Tarea asignada A: Traduce al inglés esta oración del fragmento sobre la Electra de Eurípides: "A su marido, que no a sus hijos, aman las mujeres."

Como con pleno acierto observa Humphrey Davy Findley Kitto (Los griegos, Buenos Aires, Eudeba), la versión de Eurípides permite observar, en principio, la vida cotidiana de un hombre de campo bien alejado de la polis y de cualquiera de los héroes fraguados de la mitología: Egisto ha obligado a Electra a desposarse con un campesino con el objeto de que sus hijos no alienten la pretensión de recuperar la corona del usurpador, vana precaución pues el campesino de marras, harto respetuoso del origen noble de la muchacha, jamás se ha atrevido a consumar el matrimonio: “Pero yo –Cipris puede atestiguarlo-, he respetado siempre el lecho de Electra, que ha permanecido virgen”; en quien el campesino apoya su testimonio no es otra que Afrodita, también conocida por sus sobrenombres de Cipris, o Cipria, o Ciprina por haber nacido en una isla que le estaba consagrada: Chipre, o bien por haber sido engendrada directamente de la espuma del mar, no lejos de esa isla. La vida cotidiana de Electra, siendo, como lo es, descendiente directa de reyes resulta, cuanto menos, misérrima, y un detalle ilustra su dramático descenso en la jerarquía social: lleva la cabeza rapada, lo cual entre los griegos podía ser señal de luto (por la muerte de Agammenón, en el caso de Electra) o bien, tal y como lo interpreta Orestes en cuanto ve a su hermana, signo de una condición servil. Aun sin reconocer a su hermano (escena V), Electra le relata las circunstancias que han desembocado en su cohabitación con un campesino, y Orestes la interroga con curiosidad: “¿Y tu madre aceptó para su hija una tal unión?” En la respuesta de Electra, resuena con timbre de inconfundible contundencia la voz de Medea: “A su marido, que no a sus hijos, aman las mujeres.” No es el único rasgo que en común tienen ambas heroínas: hay raptos de furor en la Electra de Eurípides que sólo pueden ser parangonados con la iracundia de la mujer de Jasón: “¡No me importa morir con tal de degollar a mi madre!” (escena V).

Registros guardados
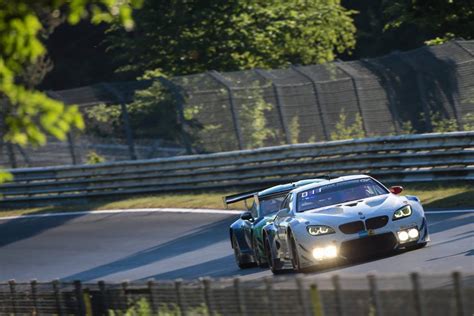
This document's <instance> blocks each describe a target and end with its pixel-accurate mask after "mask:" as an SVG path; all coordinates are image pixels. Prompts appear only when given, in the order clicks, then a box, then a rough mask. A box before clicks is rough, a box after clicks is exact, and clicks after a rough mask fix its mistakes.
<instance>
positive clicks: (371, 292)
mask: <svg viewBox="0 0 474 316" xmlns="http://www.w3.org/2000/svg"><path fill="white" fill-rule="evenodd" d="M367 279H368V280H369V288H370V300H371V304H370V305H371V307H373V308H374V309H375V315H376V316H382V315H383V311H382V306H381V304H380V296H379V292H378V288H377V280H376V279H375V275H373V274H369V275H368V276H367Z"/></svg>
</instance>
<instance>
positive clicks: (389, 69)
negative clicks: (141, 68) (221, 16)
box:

...

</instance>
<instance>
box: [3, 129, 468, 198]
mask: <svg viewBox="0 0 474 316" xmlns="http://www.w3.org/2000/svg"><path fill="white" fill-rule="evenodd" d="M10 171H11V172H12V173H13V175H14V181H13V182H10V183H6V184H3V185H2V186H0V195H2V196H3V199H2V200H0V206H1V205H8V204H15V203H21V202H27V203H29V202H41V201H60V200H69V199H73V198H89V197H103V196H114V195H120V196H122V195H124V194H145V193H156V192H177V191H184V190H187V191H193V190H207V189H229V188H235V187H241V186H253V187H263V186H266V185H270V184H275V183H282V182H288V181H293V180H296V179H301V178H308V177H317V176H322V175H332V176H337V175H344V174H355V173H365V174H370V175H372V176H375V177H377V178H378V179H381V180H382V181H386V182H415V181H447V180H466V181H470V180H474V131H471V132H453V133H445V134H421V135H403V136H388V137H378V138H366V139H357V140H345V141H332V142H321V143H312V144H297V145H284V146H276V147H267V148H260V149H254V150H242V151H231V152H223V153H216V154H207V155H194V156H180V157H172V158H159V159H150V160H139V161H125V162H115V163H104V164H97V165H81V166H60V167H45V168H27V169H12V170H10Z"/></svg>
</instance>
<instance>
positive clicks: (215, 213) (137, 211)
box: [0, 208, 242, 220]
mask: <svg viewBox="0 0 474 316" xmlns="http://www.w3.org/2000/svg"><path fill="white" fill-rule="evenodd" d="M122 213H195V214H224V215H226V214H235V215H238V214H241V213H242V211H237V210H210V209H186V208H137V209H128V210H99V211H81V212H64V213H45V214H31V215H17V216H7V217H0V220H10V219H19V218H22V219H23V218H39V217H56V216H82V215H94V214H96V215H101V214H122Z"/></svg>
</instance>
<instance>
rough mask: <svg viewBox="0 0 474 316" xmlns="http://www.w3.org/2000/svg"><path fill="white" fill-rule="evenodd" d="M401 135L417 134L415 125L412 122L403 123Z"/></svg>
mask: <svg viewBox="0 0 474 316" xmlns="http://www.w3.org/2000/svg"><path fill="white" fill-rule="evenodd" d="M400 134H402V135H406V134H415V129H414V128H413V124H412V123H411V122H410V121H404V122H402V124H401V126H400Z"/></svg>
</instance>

Tarea asignada B: ¿Cuántas líneas del listado contienen la cadena "rough"? Responde solo con el número.

Respuesta A: Women love their husbands, not their children.

Respuesta B: 2